Hace tan solo unos días hablábamos de su salida del armario…
Este domingo ha fallecido, a los 82 años de edad, Oliver Sacks, quizá el neurólogo más popular de las última décadas. Y es que Sacks es una de esas figuras cuya faceta de divulgador científico, alimentando la curiosidad de las mentes inquietas y despertando vocaciones, arrolla al resto. Una figura aún más engrandecida por un hecho que en muchas crónicas ha pasado desapercibido: Oliver Sacks no quiso desaparecer de este mundo sin visibilizar públicamente su condición homosexual.

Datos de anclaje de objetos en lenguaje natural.
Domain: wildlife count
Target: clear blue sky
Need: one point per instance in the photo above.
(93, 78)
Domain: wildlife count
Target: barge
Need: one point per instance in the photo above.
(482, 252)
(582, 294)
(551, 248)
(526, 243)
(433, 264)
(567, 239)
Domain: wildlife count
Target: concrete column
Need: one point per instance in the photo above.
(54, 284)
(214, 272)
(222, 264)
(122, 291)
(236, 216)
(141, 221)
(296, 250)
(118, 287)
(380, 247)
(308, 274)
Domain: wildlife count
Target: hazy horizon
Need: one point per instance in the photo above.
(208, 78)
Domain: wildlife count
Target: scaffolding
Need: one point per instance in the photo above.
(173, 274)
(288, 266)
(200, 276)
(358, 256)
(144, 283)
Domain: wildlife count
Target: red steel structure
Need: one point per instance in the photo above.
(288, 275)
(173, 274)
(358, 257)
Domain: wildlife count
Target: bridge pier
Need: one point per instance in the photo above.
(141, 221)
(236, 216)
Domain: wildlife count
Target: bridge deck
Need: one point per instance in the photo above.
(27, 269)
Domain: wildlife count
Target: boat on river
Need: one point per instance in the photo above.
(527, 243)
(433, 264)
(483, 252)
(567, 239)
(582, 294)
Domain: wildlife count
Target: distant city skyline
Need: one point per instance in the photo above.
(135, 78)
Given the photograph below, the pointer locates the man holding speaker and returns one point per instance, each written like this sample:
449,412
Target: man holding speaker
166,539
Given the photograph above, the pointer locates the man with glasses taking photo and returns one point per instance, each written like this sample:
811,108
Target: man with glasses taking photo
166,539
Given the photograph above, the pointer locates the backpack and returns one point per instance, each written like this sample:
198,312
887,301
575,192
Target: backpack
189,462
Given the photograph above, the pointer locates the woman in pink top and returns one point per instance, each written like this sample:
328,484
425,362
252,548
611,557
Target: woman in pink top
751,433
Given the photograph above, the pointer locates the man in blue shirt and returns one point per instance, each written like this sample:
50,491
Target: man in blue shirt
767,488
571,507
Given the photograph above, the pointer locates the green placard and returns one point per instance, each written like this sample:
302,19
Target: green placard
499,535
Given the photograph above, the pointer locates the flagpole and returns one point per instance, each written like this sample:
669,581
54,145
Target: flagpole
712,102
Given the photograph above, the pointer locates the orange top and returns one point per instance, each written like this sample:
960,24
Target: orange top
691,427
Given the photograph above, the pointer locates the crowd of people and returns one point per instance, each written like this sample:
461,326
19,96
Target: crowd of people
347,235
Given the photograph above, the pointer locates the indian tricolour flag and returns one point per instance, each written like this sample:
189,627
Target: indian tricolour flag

QUÉ SE REQUIERE. Prosigue el texto sobre el fallecimiento de Oliver Sacks a partir de su última oración. Las entradas no son necesarias aquí.

RESULTADO A CONTINUACIÓN.
Pese a su extrema timidez, obras como Migraña, El hombre que confundió a su mujer con un sombrero (donde describe diversos síndromes cognitivos de difícil comprensión para el profano) o Despertares (en la que cuenta su experiencia con algunos pacientes de encefalitis letárgica que experimentaron una espectacular –aunque transitoria– mejoría al ser tratados con levodopa) convirtieron a Sacks en una figura conocida, especialmente después de que Robin Williams y Robert de Niro recrearan esta última historia en el cine.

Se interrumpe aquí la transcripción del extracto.